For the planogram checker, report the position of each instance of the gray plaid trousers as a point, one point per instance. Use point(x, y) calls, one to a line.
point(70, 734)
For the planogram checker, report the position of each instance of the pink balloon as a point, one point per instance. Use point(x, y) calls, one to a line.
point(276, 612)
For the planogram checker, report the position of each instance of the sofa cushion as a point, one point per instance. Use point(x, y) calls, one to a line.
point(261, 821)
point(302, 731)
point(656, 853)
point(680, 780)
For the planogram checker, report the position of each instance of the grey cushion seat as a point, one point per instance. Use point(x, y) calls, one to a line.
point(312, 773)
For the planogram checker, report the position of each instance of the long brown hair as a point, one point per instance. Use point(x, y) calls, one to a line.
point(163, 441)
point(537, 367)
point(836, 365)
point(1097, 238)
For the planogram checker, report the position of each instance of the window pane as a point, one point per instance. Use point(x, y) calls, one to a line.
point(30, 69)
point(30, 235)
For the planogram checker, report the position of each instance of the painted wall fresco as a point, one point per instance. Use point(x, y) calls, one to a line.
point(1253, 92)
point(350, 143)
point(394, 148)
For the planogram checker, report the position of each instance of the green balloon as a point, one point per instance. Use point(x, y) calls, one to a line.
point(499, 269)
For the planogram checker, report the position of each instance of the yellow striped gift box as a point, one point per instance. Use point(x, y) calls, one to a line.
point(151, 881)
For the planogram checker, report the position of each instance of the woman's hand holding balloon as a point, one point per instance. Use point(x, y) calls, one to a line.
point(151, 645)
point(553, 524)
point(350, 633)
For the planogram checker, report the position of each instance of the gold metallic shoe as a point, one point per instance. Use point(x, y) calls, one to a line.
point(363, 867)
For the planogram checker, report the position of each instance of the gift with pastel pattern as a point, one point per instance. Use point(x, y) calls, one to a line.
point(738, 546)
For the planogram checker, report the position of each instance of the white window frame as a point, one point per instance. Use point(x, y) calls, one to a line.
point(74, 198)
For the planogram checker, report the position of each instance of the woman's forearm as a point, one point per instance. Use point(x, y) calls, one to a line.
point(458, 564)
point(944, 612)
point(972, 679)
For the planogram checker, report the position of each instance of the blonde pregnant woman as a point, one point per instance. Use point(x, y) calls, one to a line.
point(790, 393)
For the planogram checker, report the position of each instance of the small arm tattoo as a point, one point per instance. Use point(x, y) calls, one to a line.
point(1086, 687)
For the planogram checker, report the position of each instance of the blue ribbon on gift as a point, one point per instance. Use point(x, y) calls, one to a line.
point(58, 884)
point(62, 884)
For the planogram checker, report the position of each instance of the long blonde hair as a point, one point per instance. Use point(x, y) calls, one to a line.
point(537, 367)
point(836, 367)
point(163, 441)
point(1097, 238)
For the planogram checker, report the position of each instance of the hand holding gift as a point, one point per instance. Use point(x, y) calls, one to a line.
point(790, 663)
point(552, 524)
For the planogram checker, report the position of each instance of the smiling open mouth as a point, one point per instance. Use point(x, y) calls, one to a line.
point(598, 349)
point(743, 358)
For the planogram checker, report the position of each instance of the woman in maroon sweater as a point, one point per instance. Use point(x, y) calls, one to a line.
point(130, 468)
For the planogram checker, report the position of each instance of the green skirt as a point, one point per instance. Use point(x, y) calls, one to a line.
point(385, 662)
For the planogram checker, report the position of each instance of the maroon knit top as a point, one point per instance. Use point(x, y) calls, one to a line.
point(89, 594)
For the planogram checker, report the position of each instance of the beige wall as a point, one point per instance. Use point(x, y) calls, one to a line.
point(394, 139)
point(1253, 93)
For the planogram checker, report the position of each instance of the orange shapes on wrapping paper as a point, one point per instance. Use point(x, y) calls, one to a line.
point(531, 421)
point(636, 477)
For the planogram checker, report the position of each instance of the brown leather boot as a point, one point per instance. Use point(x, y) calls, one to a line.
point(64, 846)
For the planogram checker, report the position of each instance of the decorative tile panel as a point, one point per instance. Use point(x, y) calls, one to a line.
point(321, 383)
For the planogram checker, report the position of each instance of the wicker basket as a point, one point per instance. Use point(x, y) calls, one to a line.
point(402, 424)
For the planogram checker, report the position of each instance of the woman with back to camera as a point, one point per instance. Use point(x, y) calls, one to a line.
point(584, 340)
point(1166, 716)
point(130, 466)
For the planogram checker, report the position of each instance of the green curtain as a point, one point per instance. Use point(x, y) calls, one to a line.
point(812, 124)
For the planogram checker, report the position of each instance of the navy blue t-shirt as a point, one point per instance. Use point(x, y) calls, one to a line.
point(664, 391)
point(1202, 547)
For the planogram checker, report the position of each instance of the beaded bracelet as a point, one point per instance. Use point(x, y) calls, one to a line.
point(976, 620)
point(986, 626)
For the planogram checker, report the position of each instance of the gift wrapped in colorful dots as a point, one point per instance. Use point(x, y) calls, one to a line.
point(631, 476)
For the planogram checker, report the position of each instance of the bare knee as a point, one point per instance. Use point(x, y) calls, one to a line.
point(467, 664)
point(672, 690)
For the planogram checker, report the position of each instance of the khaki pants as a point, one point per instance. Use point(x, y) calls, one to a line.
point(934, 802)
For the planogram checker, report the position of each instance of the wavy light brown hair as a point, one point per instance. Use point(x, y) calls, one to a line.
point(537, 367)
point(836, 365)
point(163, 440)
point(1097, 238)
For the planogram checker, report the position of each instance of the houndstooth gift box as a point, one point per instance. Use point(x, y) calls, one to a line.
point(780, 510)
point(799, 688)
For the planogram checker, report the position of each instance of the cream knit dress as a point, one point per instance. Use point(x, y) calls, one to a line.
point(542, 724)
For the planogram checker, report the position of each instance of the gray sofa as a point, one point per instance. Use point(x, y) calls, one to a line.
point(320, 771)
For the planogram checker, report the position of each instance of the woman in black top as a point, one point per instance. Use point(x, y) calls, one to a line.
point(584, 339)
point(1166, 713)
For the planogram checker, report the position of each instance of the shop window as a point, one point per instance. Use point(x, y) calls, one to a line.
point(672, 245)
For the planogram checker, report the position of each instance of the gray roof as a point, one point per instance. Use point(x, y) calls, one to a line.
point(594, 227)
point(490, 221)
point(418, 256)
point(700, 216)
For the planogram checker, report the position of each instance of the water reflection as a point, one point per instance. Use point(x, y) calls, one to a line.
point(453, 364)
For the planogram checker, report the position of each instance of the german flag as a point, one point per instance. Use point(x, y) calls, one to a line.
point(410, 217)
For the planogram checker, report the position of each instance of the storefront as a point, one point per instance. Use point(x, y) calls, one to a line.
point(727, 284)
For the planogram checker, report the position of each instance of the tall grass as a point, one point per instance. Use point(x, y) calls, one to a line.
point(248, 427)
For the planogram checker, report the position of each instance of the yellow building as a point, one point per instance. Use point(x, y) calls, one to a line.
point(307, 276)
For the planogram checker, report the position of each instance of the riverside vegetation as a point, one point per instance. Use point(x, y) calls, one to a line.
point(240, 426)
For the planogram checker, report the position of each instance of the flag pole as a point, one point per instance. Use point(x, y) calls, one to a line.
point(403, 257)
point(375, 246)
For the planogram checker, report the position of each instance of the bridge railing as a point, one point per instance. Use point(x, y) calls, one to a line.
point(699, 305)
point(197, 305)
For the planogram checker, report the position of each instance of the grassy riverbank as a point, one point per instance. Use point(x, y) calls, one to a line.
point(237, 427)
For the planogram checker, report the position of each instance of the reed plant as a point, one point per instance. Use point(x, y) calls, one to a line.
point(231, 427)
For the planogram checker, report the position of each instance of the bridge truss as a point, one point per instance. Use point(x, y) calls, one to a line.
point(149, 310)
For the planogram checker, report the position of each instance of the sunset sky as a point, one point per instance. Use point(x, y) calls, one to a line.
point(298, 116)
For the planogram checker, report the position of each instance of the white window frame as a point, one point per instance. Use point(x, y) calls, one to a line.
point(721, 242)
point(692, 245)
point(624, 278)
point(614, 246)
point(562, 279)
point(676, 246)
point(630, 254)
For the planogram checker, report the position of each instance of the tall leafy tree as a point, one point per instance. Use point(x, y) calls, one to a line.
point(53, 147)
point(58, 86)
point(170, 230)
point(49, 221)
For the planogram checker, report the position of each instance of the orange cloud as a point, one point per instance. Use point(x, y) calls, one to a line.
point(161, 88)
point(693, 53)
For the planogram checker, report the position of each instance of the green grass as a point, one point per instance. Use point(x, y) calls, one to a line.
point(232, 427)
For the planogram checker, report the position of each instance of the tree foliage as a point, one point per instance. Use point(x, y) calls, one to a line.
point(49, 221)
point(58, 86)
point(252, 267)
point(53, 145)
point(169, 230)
◇ ◇ ◇
_Your goal:_
Please rewrite the stretch of the records above from the line containing "of the beige" through the line containing "point(321, 383)", requests included, and shift every coordinate in the answers by -111. Give only those lines.

_Exercise result:_
For the planogram checker, report the position of each instance of the beige wall as a point, one point per instance. Use point(x, y) calls, one to a line.
point(283, 28)
point(1142, -18)
For the planogram checker, report the position of each instance of the orange shapes on wrapping paper as a point, one point per instance. Use point(x, y) calls, one to a line.
point(420, 310)
point(525, 366)
For the planogram checker, report the position of each instance of the brown leather boot as a point, one point per instance. Use point(x, y) calls, one to a line.
point(-47, 735)
For the planogram checker, report the position of each instance of the decorative tile panel as a point, one point per instance. Use point(x, y) calls, one to a line.
point(210, 272)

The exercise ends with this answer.